40-proc. widełek na Lotos!

Prawie 40-proc. rozpiętość widełek cenowych akcji Lotosu utrudnia ocenę atrakcyjności oferty. Można zaryzykować stwierdzenie, że ze względu na pogorszenie giełdowej koniunktury, słabe ostatnie debiuty oraz gorsze nastawienie inwestorów do spółek paliwowych na świecie, emisja uplasuje się raczej po cenie z dolnej połowy ustalonego przedziału.

Prawie 40-proc. rozpiętość widełek cenowych akcji Lotosu utrudnia ocenę atrakcyjności oferty. Można zaryzykować stwierdzenie, że ze względu na pogorszenie giełdowej koniunktury, słabe ostatnie debiuty oraz gorsze nastawienie inwestorów do spółek paliwowych na świecie, emisja uplasuje się raczej po cenie z dolnej połowy ustalonego przedziału.

Jednak prognozowanie ostatecznej ceny sprzedaży nie będzie łatwe. Z jednej strony im wyższa - tym mniejsze szanse na dobry debiut (casus Polmosu Białystok) i późniejszy wzrost notowań. Z drugiej - im niższa tym można zakładać, że ofercie towarzyszyło będzie większe zainteresowanie inwestorów. Pod koniec ubiegłego tygodnia został podany przedział cenowy dla akcji Grupy Lotos. Wynosi 26-35,5 zł.

Wzrost cen ropy niepewny

Ocena perspektyw spółek paliwowych w drugiej połowie roku jest trudnym zadaniem. W obecnym kwartale sektor energetyczny na świecie jest drugi od końca pod względem stopy zwrotu. Notowania subindeksu S&P Global 1200 dla tej branży obniżyły się od końca marca o 6%, redukując w połowie zyski z I kwartału. Jeszcze kilka tygodni temu przeważały oczekiwania na dalszy wzrost notowań ropy naftowej. Teraz nie jest to już takie pewne. Cena baryłki spadła w ostatnim tygodniu do najniższego poziomu od blisko 2,5 miesiąca. Presję na ceny towarów zaczyna coraz bardziej wywierać umacniający się od początku roku dolar. Większość prognoz specjalistów zapowiada na ten rok pogorszenie wyników firm petrochemicznych. W przypadku Lotosu obniżka ma wynieść 36%, co podał zarząd w prognozie.

DOSTARCZONY MATERIAŁ
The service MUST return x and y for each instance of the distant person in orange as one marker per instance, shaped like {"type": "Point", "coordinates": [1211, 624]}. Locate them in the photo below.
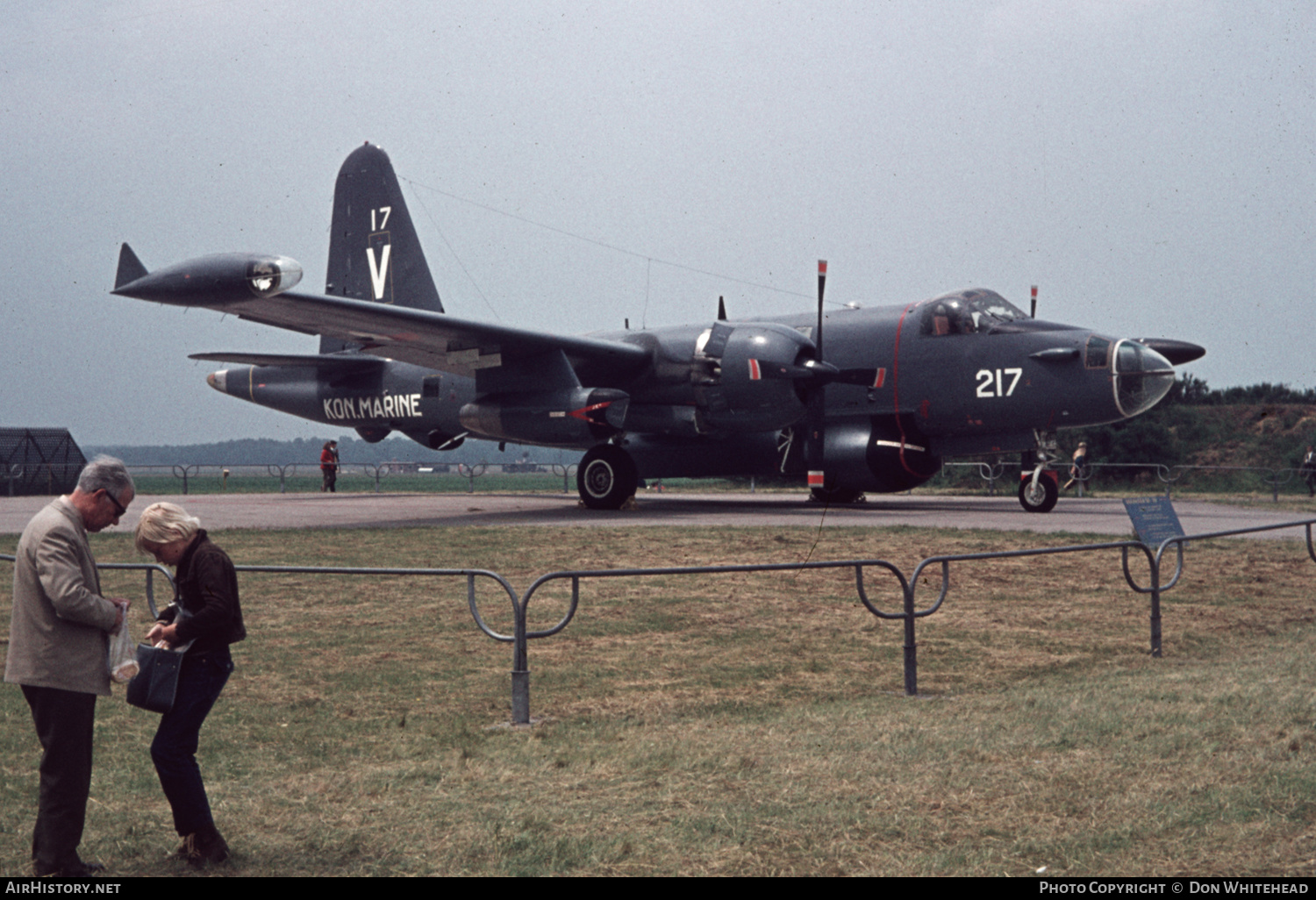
{"type": "Point", "coordinates": [329, 466]}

TWOJE POLECENIE
Proszę podać przedział cenowy ustalony dla akcji Grupy Lotos w tekście o ofercie Lotosu. Lista stanowi odrębny materiał.

ODPOWIEDŹ PISEMNA
Od 26 do 35,5 zł.